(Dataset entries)
════════════════════
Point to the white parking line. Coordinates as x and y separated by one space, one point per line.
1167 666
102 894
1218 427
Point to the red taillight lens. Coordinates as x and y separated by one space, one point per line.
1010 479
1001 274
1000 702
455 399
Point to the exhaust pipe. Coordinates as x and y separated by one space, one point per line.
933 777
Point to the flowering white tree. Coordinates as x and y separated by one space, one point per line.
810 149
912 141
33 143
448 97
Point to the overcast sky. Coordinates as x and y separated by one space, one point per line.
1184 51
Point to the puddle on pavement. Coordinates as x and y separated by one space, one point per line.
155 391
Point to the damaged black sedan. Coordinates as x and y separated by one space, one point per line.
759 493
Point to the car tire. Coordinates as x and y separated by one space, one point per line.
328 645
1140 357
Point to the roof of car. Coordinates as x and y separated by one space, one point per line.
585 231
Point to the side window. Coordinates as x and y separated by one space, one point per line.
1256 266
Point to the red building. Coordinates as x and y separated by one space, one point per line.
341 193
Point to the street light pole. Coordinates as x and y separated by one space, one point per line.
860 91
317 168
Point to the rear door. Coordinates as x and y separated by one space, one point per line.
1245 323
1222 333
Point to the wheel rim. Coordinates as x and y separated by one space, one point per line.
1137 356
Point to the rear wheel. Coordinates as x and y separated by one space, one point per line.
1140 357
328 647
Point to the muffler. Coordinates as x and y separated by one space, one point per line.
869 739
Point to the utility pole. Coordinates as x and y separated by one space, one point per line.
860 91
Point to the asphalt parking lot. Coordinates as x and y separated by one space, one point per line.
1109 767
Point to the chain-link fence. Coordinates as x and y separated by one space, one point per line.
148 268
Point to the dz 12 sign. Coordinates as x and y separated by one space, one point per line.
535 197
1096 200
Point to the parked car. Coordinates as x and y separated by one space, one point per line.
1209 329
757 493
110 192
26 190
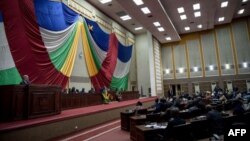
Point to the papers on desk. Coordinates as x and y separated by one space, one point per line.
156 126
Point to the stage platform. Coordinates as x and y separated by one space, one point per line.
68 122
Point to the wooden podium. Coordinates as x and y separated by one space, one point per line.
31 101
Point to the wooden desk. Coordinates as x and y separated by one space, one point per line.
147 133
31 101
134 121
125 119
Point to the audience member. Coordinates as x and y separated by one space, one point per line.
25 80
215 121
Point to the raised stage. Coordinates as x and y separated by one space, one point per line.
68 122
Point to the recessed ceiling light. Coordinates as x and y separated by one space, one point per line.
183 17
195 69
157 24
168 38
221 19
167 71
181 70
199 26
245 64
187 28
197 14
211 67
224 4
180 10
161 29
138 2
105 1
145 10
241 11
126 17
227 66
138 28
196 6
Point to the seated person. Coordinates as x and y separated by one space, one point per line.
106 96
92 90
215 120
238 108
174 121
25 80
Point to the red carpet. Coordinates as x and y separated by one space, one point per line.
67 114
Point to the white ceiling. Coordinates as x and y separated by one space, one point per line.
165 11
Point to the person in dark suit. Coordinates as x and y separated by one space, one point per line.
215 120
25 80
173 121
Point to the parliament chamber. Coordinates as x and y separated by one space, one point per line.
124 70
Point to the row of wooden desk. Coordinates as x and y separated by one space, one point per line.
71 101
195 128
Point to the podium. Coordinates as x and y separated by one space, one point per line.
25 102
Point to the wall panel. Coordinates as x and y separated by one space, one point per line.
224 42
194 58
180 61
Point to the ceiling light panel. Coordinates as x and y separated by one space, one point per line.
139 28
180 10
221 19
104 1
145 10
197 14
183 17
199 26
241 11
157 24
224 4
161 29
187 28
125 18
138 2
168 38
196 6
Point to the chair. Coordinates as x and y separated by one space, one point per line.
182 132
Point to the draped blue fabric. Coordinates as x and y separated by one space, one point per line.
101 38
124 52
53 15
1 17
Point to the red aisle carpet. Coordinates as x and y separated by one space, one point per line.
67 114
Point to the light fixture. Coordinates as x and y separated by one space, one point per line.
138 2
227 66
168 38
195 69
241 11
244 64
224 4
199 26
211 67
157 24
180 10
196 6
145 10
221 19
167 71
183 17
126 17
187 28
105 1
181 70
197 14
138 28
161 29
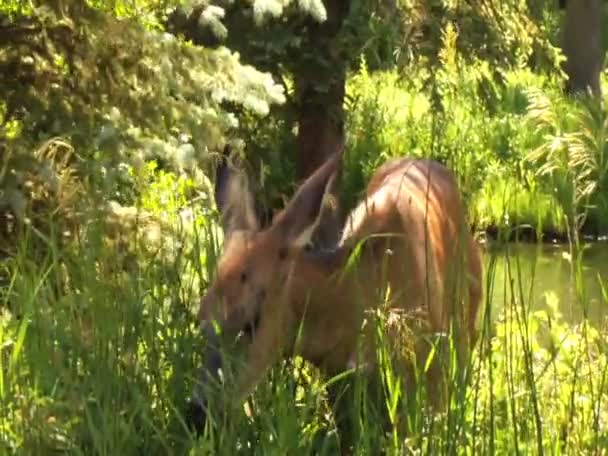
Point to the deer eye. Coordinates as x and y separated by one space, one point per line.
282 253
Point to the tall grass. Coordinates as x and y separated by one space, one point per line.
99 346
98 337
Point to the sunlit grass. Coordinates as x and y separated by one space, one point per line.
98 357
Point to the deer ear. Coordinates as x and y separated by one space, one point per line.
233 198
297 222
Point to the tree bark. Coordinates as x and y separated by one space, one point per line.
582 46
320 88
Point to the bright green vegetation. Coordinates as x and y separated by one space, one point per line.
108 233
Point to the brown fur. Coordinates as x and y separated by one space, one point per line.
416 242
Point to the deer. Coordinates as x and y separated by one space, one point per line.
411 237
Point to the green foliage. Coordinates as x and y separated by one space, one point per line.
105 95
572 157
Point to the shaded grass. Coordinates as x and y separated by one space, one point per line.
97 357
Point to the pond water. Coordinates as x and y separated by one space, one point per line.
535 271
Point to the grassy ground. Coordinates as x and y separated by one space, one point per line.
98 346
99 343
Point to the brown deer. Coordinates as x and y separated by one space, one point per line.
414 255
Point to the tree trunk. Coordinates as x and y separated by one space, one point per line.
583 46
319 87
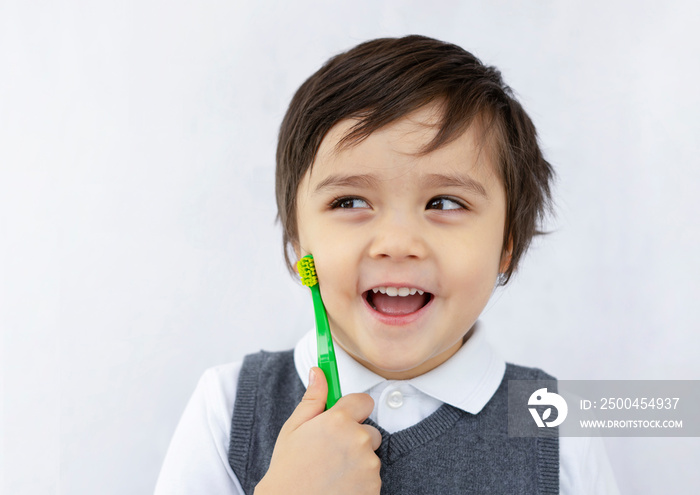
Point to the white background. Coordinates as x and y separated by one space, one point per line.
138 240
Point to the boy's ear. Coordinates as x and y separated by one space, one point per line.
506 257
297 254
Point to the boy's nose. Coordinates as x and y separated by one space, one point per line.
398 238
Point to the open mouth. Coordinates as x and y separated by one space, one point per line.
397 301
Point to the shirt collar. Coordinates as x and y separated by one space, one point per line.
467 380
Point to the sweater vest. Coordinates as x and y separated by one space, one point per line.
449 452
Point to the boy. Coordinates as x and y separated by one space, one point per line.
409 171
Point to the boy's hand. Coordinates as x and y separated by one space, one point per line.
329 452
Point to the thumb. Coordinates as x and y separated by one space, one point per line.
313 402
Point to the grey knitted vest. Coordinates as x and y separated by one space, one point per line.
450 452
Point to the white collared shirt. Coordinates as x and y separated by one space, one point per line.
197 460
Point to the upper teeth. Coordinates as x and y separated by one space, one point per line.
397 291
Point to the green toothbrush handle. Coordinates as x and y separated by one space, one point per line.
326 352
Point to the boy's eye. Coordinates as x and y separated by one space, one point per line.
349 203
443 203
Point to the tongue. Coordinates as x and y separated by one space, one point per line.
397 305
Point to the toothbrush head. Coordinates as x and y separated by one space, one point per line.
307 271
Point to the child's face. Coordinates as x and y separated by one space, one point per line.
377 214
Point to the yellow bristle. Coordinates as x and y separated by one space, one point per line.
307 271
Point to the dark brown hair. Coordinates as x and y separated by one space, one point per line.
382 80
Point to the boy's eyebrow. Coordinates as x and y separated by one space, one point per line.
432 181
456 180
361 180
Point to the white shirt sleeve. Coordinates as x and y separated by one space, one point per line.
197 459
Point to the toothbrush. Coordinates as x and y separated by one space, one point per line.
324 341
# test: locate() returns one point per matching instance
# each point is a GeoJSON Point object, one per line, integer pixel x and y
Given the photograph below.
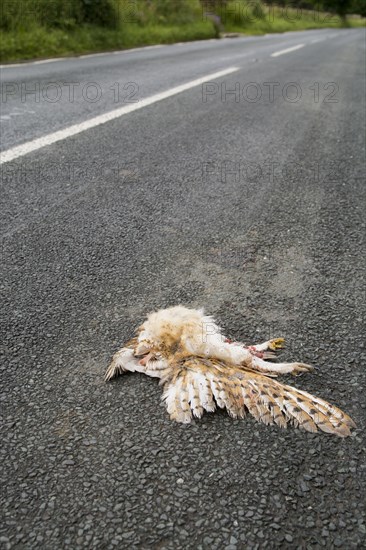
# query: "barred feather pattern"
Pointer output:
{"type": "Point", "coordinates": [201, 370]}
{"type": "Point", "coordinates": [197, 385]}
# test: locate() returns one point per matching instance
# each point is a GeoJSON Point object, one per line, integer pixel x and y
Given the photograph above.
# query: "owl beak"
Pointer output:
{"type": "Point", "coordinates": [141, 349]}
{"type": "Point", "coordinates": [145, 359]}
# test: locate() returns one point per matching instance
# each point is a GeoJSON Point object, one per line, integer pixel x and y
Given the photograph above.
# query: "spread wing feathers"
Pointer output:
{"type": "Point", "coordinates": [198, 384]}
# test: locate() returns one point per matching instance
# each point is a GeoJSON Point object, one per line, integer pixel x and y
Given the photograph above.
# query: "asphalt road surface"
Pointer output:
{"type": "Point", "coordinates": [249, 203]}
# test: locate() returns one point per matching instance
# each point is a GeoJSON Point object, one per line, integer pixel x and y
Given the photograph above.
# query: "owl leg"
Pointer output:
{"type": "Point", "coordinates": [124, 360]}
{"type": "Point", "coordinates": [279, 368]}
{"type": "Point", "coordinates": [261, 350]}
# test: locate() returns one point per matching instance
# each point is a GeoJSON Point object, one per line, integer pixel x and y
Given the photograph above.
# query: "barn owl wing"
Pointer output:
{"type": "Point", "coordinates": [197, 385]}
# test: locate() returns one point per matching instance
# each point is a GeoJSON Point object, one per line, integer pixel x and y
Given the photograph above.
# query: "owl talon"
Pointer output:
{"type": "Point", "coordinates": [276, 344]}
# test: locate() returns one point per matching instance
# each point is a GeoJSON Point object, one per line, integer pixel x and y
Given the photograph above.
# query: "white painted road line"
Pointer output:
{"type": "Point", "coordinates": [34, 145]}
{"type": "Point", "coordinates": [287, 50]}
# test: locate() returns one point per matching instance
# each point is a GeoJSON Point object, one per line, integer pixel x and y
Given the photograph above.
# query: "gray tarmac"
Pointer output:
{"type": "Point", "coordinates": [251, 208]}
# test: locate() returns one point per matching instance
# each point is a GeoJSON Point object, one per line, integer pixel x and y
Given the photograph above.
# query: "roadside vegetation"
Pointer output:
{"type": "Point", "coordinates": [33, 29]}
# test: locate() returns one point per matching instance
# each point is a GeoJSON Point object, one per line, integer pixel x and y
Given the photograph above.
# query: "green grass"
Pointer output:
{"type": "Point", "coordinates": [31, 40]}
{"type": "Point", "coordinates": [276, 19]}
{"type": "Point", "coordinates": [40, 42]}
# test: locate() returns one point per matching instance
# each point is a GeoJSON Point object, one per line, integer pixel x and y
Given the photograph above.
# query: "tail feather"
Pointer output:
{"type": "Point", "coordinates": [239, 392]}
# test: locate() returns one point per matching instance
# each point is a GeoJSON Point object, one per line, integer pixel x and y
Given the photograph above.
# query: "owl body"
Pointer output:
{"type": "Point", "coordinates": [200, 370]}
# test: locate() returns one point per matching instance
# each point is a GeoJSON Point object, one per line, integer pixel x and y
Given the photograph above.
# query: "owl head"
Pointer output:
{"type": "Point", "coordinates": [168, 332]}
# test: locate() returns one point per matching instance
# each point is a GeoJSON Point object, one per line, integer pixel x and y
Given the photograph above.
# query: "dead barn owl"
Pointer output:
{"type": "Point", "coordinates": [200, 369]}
════════════════════
WORK TO COMPLETE: Select every line in the rows above that contains the word "dark", and copy each one in full. Case counts.

ANSWER FOR THE TASK:
Point to the person in dark suit. Coordinates as x and y separated by one space, one point per line.
Point to the dark brown hair. Coordinates as x and y separated by one space, one point per line.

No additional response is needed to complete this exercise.